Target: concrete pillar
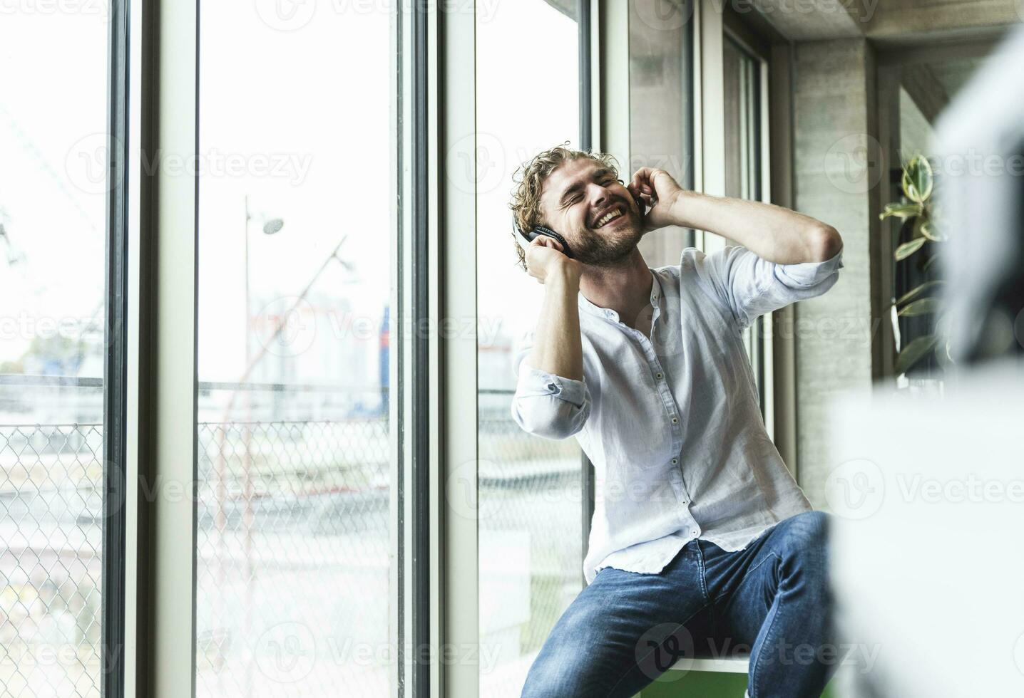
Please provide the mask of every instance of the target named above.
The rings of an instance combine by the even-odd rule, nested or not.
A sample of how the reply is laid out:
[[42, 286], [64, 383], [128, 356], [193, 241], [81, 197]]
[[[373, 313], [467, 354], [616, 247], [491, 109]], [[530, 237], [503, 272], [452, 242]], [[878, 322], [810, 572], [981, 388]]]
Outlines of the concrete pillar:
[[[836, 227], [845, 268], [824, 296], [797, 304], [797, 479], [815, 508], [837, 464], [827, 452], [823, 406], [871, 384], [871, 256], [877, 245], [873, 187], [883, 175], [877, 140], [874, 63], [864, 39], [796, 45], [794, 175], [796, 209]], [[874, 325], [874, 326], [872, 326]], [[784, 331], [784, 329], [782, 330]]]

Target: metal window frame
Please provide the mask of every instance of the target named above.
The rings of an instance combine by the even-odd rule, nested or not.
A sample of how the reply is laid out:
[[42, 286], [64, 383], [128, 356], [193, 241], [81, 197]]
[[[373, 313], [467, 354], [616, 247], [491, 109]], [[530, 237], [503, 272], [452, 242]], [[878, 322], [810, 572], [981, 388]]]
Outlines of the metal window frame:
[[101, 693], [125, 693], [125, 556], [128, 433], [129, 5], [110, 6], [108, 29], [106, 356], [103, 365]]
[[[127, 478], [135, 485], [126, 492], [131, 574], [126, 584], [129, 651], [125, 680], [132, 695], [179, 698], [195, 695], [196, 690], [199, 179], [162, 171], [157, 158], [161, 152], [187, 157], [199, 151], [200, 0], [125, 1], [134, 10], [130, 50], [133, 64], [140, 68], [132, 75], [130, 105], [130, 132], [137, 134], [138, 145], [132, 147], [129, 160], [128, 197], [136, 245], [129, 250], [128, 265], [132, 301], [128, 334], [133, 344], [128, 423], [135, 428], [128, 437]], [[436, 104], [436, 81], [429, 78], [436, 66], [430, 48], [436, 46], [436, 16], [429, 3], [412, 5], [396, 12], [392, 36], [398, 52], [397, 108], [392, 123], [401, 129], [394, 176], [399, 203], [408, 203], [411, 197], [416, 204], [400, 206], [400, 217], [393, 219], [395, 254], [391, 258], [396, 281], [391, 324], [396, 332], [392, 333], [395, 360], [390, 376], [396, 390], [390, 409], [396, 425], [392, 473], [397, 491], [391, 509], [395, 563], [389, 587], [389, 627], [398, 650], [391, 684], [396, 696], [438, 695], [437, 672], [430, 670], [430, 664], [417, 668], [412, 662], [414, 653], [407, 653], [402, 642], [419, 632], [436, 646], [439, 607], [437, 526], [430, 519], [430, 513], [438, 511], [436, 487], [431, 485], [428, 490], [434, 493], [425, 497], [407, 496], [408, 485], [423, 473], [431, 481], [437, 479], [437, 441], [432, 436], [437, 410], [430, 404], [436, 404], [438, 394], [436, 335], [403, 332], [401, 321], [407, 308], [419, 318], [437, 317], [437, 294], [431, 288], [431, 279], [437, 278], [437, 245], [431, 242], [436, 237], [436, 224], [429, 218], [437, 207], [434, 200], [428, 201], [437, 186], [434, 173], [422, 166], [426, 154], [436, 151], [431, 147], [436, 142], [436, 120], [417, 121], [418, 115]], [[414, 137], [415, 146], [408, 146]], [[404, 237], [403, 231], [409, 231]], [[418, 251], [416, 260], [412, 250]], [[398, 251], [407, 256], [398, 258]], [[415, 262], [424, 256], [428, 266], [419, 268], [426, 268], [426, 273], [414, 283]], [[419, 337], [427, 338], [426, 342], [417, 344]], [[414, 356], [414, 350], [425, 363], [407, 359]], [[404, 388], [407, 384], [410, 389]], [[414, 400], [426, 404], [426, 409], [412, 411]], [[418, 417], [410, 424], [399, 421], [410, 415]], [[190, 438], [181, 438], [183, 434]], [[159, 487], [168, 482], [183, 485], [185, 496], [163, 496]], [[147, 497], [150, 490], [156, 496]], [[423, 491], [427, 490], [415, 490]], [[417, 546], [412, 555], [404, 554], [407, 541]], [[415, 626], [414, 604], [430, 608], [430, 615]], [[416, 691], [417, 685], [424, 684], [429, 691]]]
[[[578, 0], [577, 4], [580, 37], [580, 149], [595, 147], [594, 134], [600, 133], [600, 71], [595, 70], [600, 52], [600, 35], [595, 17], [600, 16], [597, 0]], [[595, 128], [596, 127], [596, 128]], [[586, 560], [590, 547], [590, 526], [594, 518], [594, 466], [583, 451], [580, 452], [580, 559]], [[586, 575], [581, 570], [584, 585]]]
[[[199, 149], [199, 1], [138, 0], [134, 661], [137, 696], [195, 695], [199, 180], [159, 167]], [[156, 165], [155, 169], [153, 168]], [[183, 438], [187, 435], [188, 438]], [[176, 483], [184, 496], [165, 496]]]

==================================================

**What you will do**: Without the pictures, write out all of the material exactly.

**Complete response**:
Target: concrete pillar
Please provide the mask of every instance of the target named above.
The rings of an instance combine by the even-odd rule, nested or not.
A sample of how the reply is laid out:
[[42, 286], [64, 383], [128, 356], [193, 241], [81, 197]]
[[[373, 313], [467, 354], [616, 247], [491, 109]], [[530, 237], [503, 272], [452, 242]], [[878, 322], [810, 572], [981, 388]]]
Outlines of the concrete pillar:
[[[836, 227], [845, 268], [824, 296], [797, 304], [797, 479], [815, 508], [837, 464], [827, 452], [823, 406], [871, 384], [871, 256], [877, 245], [873, 187], [883, 175], [877, 140], [874, 63], [864, 39], [796, 45], [794, 175], [796, 209]], [[874, 325], [874, 326], [872, 326]], [[784, 331], [784, 329], [782, 330]]]

Target: metal window frame
Please provide the mask of every instance of the target named above.
The rings of an instance combine by the even-odd rule, nested or not.
A sample of how the reply is laid out:
[[42, 286], [64, 383], [128, 356], [193, 241], [81, 197]]
[[[373, 313], [467, 354], [616, 247], [491, 109]], [[530, 237], [503, 272], [452, 242]], [[878, 322], [810, 572], [981, 388]]]
Outlines of the metal window frame:
[[101, 693], [125, 693], [125, 556], [128, 433], [129, 5], [110, 6], [108, 29], [106, 356], [103, 365]]
[[[127, 478], [135, 485], [126, 492], [131, 574], [126, 584], [129, 651], [125, 680], [132, 695], [179, 698], [195, 695], [196, 690], [199, 179], [162, 171], [157, 158], [161, 152], [187, 157], [199, 151], [200, 0], [125, 1], [134, 10], [130, 50], [133, 64], [140, 68], [132, 75], [130, 105], [130, 132], [137, 134], [138, 145], [132, 147], [129, 160], [128, 197], [136, 245], [129, 250], [128, 265], [132, 301], [128, 334], [133, 344], [128, 423], [135, 428], [128, 437]], [[436, 104], [436, 81], [429, 78], [436, 66], [430, 48], [436, 46], [436, 16], [429, 3], [412, 5], [396, 12], [392, 36], [398, 52], [397, 108], [392, 123], [401, 129], [394, 176], [399, 203], [408, 203], [411, 197], [416, 204], [400, 206], [400, 217], [393, 219], [395, 254], [391, 258], [396, 281], [391, 324], [396, 332], [392, 333], [395, 360], [390, 376], [396, 390], [390, 409], [396, 425], [392, 473], [397, 491], [391, 509], [395, 563], [389, 587], [389, 627], [398, 650], [391, 684], [396, 696], [438, 695], [437, 672], [430, 670], [430, 664], [417, 668], [412, 662], [414, 653], [407, 653], [402, 642], [419, 632], [436, 646], [439, 607], [437, 526], [430, 519], [430, 513], [438, 511], [436, 487], [431, 485], [428, 490], [434, 493], [425, 497], [407, 496], [408, 485], [423, 473], [431, 481], [437, 479], [437, 441], [432, 436], [437, 410], [430, 404], [436, 404], [438, 394], [436, 335], [403, 332], [401, 321], [407, 308], [419, 318], [437, 317], [437, 294], [431, 288], [431, 279], [437, 278], [437, 245], [431, 242], [436, 237], [436, 224], [429, 218], [437, 207], [434, 200], [428, 201], [437, 186], [434, 173], [422, 166], [426, 154], [436, 151], [431, 147], [436, 142], [436, 120], [417, 121], [418, 115]], [[414, 137], [415, 146], [408, 146]], [[404, 237], [403, 231], [409, 231]], [[418, 251], [416, 260], [412, 250]], [[398, 251], [407, 256], [398, 258]], [[415, 262], [424, 256], [428, 266], [419, 268], [426, 268], [426, 273], [414, 283]], [[419, 337], [427, 338], [426, 342], [417, 344]], [[414, 356], [414, 350], [425, 363], [407, 359]], [[404, 388], [407, 384], [410, 389]], [[414, 400], [426, 404], [426, 409], [412, 411]], [[418, 417], [410, 424], [399, 421], [410, 415]], [[190, 438], [181, 438], [183, 434]], [[159, 487], [168, 482], [183, 485], [185, 496], [163, 496]], [[147, 497], [150, 490], [156, 496]], [[423, 491], [427, 490], [415, 490]], [[417, 546], [412, 555], [404, 554], [407, 541]], [[415, 626], [414, 604], [430, 608], [430, 615]], [[416, 691], [417, 685], [424, 684], [429, 691]]]
[[[578, 0], [577, 4], [580, 37], [580, 149], [595, 147], [594, 134], [600, 133], [600, 71], [595, 70], [600, 52], [600, 35], [595, 17], [600, 16], [597, 0]], [[595, 128], [596, 127], [596, 128]], [[586, 560], [590, 547], [590, 526], [594, 518], [594, 466], [583, 451], [580, 452], [580, 559]], [[586, 575], [581, 570], [584, 585]]]
[[[199, 149], [199, 1], [138, 0], [134, 661], [137, 696], [195, 695], [199, 180], [159, 167]], [[156, 165], [155, 169], [153, 168]], [[183, 438], [187, 435], [188, 438]], [[176, 483], [184, 496], [165, 496]]]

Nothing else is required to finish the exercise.